Selection:
▬▬▬▬▬▬▬▬▬▬

Spatial Reflectance Recovery Under Complex Illumination from Sparse Images

Abstract

A major challenge in inverse reflectometry is the acquisition of spatially varying materials. In this paper, we introduce a method to recover spatial reflectance from a sparse set of images under general illumination. Specifically, we first remove the high-frequency varying diffuse reflection term by using a low-order spherical harmonic approximation. This allows us to directly estimate the specular properties with a cluster fitting process, which simplifies the fitting processes and addresses the problem of data inadequacy for sparse images. As a result, we can reconstruct a truly spatially varying BRDF model of the surface from less than 10 images. Experimental results will be presented in order to demonstrate the effectiveness of the proposed algorithm.

▬▬▬▬▬▬▬▬▬▬

Supplied material:
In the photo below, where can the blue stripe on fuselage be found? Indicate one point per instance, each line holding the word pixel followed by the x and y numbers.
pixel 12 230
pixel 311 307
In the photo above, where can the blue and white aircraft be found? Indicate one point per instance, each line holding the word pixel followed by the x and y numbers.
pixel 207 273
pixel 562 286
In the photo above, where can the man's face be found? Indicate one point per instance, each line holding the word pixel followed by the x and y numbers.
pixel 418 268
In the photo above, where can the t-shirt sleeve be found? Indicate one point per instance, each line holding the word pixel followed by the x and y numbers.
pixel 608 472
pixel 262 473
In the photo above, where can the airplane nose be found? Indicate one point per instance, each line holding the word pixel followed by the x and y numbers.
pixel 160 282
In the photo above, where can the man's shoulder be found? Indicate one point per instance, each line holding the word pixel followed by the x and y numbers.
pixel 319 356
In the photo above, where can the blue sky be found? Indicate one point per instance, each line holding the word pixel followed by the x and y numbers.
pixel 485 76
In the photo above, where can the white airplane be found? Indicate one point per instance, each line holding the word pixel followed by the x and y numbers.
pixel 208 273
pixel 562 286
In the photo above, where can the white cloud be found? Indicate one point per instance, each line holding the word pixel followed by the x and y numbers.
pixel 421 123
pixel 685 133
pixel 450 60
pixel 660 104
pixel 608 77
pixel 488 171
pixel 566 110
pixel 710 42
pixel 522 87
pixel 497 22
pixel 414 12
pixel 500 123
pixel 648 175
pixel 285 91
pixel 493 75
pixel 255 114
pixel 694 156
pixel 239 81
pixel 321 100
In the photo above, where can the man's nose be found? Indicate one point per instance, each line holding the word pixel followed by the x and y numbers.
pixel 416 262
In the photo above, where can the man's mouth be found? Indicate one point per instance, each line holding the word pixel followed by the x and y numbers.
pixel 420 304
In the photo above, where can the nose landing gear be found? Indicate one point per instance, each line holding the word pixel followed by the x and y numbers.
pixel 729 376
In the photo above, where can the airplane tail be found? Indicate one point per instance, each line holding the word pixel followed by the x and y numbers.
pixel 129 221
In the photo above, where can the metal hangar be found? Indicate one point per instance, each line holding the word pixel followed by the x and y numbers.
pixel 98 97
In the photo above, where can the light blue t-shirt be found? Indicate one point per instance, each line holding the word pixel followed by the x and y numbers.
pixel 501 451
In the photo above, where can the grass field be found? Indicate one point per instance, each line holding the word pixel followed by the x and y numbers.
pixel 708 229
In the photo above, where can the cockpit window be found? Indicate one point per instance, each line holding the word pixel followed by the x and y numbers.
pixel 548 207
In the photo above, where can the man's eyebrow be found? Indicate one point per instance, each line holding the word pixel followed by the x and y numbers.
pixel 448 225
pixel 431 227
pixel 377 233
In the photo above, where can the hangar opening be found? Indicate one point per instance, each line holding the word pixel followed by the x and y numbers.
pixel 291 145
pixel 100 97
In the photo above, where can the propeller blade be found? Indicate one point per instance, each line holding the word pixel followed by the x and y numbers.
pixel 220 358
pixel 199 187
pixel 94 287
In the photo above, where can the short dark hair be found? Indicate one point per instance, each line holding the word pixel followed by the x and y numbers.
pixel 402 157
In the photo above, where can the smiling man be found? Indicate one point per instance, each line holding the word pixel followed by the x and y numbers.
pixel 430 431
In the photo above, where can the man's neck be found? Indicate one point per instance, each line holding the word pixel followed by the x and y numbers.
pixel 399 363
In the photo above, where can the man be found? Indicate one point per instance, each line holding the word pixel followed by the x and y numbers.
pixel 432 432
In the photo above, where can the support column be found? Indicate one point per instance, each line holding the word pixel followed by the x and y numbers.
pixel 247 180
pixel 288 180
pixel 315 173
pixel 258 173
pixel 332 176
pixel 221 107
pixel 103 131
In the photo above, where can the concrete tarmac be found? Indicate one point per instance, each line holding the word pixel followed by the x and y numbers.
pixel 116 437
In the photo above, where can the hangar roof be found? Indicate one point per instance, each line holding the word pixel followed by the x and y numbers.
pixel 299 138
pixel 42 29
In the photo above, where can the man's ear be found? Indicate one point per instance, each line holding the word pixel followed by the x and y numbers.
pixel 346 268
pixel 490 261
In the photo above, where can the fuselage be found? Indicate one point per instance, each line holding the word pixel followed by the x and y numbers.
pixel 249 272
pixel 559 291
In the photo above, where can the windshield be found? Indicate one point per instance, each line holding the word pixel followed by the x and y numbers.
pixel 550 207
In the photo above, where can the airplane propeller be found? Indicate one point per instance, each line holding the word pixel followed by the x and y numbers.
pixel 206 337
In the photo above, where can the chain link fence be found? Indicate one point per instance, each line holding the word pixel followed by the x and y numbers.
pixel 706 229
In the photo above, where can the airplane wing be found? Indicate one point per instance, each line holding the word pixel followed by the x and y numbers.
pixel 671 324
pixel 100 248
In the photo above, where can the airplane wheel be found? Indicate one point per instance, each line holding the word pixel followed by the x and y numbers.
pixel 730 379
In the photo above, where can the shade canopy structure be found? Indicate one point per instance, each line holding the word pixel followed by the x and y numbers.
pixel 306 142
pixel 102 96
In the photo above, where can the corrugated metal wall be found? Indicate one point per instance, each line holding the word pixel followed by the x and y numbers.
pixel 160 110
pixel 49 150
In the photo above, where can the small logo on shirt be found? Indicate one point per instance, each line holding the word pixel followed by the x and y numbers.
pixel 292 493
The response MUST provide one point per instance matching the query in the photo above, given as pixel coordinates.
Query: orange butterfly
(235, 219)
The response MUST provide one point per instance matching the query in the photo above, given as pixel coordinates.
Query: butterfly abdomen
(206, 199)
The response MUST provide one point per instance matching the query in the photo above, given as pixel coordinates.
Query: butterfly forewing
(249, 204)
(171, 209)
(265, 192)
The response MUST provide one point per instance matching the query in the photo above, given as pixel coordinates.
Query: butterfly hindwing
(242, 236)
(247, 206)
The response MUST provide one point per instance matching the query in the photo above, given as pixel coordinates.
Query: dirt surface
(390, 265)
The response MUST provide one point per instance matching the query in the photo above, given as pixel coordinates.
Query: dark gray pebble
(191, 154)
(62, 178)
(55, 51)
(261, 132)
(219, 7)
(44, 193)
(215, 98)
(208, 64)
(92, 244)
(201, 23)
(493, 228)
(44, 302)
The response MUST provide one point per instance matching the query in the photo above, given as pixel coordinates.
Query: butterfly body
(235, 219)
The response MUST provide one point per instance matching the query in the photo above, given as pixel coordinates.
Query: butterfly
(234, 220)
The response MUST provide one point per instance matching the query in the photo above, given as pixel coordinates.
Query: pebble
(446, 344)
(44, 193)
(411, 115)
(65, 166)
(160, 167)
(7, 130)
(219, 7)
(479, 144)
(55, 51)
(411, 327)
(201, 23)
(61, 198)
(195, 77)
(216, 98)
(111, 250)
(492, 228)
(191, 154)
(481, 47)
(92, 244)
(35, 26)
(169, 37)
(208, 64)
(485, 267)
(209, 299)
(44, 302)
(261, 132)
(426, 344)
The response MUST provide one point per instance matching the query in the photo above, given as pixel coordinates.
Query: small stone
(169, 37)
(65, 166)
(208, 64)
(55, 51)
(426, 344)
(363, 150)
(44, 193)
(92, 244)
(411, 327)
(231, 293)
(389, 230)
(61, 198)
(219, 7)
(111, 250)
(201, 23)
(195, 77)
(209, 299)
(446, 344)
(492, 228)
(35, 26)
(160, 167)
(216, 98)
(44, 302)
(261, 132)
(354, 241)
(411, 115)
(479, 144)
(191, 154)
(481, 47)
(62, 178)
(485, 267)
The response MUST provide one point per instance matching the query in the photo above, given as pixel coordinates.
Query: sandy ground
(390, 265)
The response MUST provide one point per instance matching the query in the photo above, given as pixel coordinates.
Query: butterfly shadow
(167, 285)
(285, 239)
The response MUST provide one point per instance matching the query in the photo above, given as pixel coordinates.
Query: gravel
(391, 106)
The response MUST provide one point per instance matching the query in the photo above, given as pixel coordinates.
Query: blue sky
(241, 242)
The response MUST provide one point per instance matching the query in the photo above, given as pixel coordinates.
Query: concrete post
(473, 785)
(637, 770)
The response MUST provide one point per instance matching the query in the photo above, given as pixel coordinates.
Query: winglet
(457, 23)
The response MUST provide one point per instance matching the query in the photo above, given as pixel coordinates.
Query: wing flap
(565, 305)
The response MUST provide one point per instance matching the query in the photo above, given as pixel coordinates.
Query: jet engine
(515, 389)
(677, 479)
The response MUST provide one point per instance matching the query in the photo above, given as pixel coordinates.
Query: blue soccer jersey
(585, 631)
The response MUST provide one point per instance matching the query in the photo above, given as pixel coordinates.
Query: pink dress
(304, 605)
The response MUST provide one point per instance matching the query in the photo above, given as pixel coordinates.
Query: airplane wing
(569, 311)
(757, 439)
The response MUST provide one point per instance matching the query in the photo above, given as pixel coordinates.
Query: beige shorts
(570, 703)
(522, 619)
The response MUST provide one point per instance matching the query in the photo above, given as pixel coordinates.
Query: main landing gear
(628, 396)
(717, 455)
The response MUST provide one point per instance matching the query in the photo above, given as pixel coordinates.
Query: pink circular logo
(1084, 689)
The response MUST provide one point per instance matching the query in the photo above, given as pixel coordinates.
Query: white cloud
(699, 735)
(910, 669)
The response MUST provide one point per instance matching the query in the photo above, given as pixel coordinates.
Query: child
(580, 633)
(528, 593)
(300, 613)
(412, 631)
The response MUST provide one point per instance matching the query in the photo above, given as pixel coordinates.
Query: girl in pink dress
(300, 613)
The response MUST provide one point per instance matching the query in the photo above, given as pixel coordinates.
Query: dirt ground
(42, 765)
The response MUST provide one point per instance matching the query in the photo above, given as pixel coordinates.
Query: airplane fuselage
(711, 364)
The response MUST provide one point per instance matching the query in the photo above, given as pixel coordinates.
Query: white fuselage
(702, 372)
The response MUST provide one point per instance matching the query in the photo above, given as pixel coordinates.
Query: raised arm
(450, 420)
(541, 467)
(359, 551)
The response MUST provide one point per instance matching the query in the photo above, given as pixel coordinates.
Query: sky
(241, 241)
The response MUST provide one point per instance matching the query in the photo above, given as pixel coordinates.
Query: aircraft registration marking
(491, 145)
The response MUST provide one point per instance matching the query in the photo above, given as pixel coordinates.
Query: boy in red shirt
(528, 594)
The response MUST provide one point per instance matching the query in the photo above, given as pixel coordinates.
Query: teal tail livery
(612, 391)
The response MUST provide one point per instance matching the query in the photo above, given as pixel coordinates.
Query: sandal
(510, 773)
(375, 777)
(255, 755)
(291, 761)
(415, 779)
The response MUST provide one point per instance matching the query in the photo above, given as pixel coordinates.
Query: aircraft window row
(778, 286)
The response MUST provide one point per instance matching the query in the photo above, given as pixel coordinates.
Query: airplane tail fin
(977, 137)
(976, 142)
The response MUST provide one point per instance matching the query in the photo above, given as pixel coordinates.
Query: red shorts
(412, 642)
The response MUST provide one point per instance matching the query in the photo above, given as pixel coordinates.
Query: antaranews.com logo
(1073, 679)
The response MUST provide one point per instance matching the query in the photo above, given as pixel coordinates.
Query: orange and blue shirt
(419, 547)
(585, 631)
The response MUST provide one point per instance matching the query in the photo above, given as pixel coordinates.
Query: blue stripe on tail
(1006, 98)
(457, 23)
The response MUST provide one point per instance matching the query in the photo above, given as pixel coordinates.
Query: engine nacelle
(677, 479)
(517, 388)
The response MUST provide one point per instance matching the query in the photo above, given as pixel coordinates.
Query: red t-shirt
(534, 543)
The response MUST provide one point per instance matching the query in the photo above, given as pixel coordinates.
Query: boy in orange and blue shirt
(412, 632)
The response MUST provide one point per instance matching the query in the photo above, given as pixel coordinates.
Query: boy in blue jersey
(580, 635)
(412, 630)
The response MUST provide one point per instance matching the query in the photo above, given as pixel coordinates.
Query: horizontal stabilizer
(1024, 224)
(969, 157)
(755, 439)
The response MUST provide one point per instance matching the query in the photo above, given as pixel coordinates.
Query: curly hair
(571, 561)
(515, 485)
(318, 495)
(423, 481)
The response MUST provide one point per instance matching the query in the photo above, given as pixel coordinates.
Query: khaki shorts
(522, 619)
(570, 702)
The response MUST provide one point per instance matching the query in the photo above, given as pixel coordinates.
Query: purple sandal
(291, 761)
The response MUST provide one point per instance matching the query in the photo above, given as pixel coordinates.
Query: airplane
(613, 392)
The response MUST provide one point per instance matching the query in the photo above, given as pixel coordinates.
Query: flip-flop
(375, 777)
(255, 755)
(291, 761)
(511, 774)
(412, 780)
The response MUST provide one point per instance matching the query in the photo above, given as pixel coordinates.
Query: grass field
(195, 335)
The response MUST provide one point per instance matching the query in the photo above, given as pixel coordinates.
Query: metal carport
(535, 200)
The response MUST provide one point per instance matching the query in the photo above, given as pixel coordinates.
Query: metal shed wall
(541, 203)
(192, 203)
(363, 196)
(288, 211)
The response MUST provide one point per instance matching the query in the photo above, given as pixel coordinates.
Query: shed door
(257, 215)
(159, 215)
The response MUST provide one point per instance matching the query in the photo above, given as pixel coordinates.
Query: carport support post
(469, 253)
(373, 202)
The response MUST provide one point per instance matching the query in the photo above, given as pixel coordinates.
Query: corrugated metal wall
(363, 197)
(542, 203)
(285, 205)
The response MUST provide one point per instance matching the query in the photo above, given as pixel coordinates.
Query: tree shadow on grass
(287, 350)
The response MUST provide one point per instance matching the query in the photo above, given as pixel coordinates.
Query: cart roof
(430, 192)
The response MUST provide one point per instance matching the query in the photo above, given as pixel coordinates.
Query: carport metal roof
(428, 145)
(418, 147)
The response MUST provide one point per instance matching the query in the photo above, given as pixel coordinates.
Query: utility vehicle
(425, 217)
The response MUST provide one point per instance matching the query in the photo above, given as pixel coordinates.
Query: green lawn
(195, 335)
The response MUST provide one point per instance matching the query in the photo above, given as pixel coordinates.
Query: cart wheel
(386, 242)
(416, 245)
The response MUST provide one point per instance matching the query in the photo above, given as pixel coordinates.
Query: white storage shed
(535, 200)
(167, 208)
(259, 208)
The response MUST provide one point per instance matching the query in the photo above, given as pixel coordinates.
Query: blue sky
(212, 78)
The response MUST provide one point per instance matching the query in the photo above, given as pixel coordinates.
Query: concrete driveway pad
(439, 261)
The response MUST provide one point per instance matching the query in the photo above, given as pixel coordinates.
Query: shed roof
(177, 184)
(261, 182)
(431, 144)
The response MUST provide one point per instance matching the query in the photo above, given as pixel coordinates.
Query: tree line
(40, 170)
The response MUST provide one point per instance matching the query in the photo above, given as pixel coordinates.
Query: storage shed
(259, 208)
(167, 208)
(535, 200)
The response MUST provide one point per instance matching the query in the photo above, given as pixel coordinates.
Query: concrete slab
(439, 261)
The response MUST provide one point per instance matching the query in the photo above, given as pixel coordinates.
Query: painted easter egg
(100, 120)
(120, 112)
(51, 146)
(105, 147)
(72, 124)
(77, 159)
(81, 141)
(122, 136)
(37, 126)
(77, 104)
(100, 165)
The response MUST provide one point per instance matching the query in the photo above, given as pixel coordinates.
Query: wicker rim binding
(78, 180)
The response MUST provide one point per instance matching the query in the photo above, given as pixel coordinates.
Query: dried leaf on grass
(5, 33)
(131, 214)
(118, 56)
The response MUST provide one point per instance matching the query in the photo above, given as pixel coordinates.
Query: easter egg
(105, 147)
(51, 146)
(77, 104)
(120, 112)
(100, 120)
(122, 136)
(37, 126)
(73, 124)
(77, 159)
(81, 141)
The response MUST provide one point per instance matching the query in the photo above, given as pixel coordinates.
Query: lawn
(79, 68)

▬▬▬▬▬▬▬▬▬▬

Task set:
1. In the abstract on spatial reflectance recovery, what approximation is used to remove the high-frequency varying diffuse reflection term?
2. Render this sentence from the abstract on spatial reflectance recovery in Spanish: "A major challenge in inverse reflectometry is the acquisition of spatially varying materials."

Solutions to each task:
1. A low-order spherical harmonic approximation.

2. Un desafío importante en la reflectometría inversa es la adquisición de materiales con variación espacial.